▶ [WHAT THE EXERCISE ASKS]: Quote each of the items below word for word, and leave the pictures out of your answer.

begin

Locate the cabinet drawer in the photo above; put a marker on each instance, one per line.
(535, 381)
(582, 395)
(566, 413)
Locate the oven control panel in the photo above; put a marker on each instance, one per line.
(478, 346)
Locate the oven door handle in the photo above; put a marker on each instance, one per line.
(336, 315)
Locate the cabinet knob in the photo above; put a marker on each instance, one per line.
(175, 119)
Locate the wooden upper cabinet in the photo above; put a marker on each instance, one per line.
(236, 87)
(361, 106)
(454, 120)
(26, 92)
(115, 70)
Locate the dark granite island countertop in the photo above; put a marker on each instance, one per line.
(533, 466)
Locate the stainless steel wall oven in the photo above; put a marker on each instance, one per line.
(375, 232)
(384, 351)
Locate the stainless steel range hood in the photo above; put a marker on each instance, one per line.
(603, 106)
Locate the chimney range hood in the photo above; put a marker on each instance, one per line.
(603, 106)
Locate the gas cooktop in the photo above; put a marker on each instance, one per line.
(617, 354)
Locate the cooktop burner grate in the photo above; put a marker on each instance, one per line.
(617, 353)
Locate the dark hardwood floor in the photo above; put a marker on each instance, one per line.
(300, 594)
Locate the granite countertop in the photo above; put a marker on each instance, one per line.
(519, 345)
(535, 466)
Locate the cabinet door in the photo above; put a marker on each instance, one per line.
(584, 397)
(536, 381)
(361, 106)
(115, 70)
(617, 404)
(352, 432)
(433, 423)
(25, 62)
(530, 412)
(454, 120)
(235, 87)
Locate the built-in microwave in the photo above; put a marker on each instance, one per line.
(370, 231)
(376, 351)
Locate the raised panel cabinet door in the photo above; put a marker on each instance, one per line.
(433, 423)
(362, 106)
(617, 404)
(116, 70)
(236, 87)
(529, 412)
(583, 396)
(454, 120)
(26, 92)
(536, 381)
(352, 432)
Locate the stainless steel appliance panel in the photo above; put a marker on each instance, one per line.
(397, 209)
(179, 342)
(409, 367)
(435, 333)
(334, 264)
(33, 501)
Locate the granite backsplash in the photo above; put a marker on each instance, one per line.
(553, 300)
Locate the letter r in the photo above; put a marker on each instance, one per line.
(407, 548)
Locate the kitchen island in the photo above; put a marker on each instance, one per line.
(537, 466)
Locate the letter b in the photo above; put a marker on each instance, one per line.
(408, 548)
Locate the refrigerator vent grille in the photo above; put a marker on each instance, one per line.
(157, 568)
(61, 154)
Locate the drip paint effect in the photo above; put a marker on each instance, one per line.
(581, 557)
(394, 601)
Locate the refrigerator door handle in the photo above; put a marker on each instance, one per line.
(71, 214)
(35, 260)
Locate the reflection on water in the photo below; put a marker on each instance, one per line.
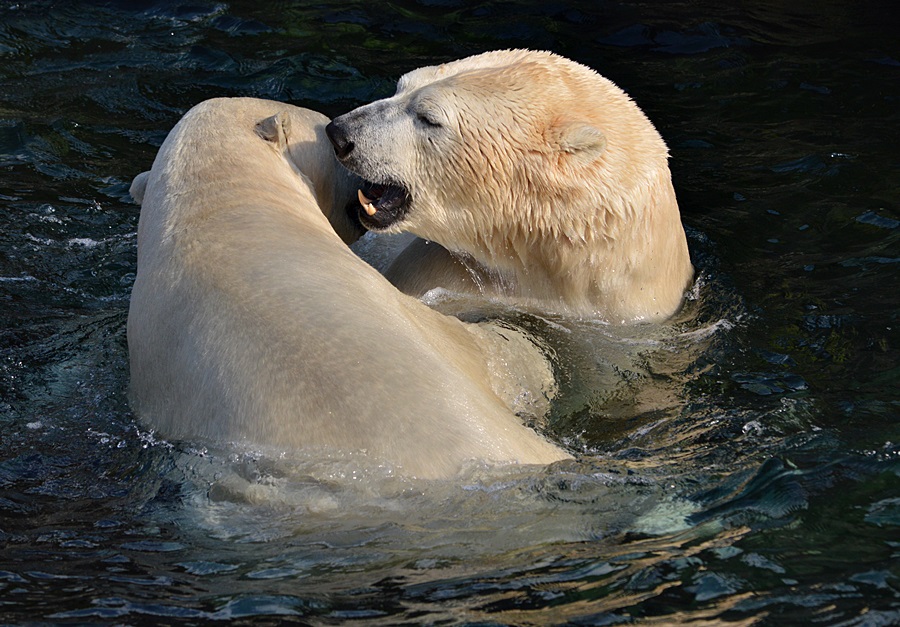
(739, 464)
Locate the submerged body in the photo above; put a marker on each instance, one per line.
(252, 322)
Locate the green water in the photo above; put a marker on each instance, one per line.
(740, 465)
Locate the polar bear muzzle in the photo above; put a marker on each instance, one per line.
(380, 206)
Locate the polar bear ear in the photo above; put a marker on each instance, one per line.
(580, 139)
(275, 129)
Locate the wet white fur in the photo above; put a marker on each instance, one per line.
(252, 322)
(544, 180)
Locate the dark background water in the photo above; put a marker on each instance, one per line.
(782, 121)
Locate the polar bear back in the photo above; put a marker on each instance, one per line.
(252, 322)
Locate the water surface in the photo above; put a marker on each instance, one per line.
(740, 465)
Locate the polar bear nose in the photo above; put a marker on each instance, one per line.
(343, 146)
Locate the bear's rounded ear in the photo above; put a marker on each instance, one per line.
(582, 140)
(275, 129)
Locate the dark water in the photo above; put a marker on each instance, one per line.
(743, 465)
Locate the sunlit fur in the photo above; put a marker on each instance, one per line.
(252, 322)
(540, 171)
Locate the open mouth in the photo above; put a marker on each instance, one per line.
(382, 205)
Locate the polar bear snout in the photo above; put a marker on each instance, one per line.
(337, 135)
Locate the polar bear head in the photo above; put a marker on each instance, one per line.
(536, 167)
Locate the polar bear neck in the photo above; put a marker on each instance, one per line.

end

▶ [SOLVED EXERCISE]:
Locate the cabinet drawer in the photo above; put a marker on each instance, one per line.
(535, 381)
(582, 395)
(566, 413)
Locate the oven control panel in the photo above; put a marker on each instance, one per line.
(478, 346)
Locate the oven door handle in the photo above; put a marker on each instance, one per line.
(336, 315)
Locate the cabinet knob in the photo above; put a marker on each instance, one per line.
(175, 119)
Locate the wooden upper cabinet in the photo above; put a marker on each instance, one per line.
(236, 87)
(361, 106)
(454, 120)
(26, 92)
(115, 70)
Locate the dark granite island countertop in the photo above; put a marker on each instance, one per line.
(533, 466)
Locate the stainless steel wall oven in the photo above; put a marker on each instance, one per line.
(375, 232)
(384, 351)
Locate the stainless steel range hood in the photo above; put a marker on each instance, one per line.
(603, 106)
Locate the chimney range hood in the photo above; put a marker on each instance, one per line.
(603, 106)
Locate the gas cooktop in the photo above; put a marker on each instance, one per line.
(617, 354)
Locate the cooktop burner grate in the photo above; put a marker on each instance, one per line.
(617, 353)
Locate the dark hardwood floor in the photo above; put a marker on each instance, one per line.
(300, 594)
Locate the granite countertop in the photo above; put a marker on each instance, one per line.
(519, 345)
(535, 466)
Locate the cabinet door in the photo above; put a marker on each instance, one per line.
(584, 397)
(536, 381)
(361, 106)
(115, 70)
(617, 404)
(352, 432)
(433, 423)
(25, 62)
(530, 412)
(454, 120)
(235, 87)
Locate the built-in microwave in the photo above; put a marker on each instance, one per line.
(370, 231)
(376, 351)
Locate the raised panel cabinet door in the photo above; put a marker on each instance, one per line.
(433, 423)
(362, 106)
(617, 404)
(116, 70)
(236, 87)
(529, 412)
(583, 396)
(454, 120)
(26, 92)
(536, 381)
(352, 432)
Locate the stainless steel appliance panel in the photo above; put a marker on each instance, one per line.
(397, 209)
(179, 342)
(409, 367)
(435, 333)
(334, 264)
(33, 501)
Locate the granite backsplash in the photo above; put a marker on each instance, one per line.
(553, 300)
Locate the letter r in the photo above; put a marker on each instance, one per line.
(407, 548)
Locate the kitchen island in the photo above; put a marker on each instance, one per line.
(537, 466)
Locate the letter b in the photo above; put a marker on each instance, one per line.
(408, 548)
Locate the refrigerator vent grille in the photo above; put a marker on each instance, one per line.
(157, 568)
(61, 154)
Locate the drip paint effect in the photo above; put a marker on each instance, one per line.
(581, 557)
(394, 601)
Locate the refrigerator door handle in the photo above; put a marker on each instance, one per line.
(71, 214)
(35, 260)
Locate the reflection on water in the photo below; put a marker on each instance, one per line.
(739, 464)
Locate the submerged body in the photo above; put a marker on each instance, one per line.
(252, 322)
Locate the green water in the photo above; put a marker on each instance, one per line.
(740, 465)
Locate the polar bear muzzle in the photo above; put a marker on each instance, one per line.
(380, 206)
Locate the polar bear ear in the photo above; put a marker on each instance, one per line.
(580, 139)
(275, 129)
Locate the wet white fur in the photo above; put a marker on each instance, one per line.
(252, 322)
(544, 180)
Locate the dark background water in the photo above; put a marker on each instance, one per line.
(782, 121)
Locate the polar bear back in the photo above; put a marker on each instance, one per line.
(252, 322)
Locate the water surface in the photo above; put a marker on each instance, one per line.
(740, 465)
Locate the polar bear nose in the photo above; put a marker on each instance, one per line.
(343, 146)
Locate the bear's rounded ear in the photo above; put a marker on each instance, one per line.
(582, 140)
(275, 129)
Locate the dark water in the photo above; put a marker on each instance, one per line.
(743, 465)
Locate the sunlit fur in the photo above; put a marker on each instance, one per line.
(252, 322)
(540, 171)
Locate the open mouth in the photo above; put a marker on each instance, one per line.
(382, 205)
Locate the polar bear snout in the photo above; put a marker on each instance, one per line.
(337, 135)
Locate the polar bear head in the photo above; put a marker on each instance, one per line.
(536, 167)
Locate the polar bear neck in the photo above; put a marker on each instance, one per line.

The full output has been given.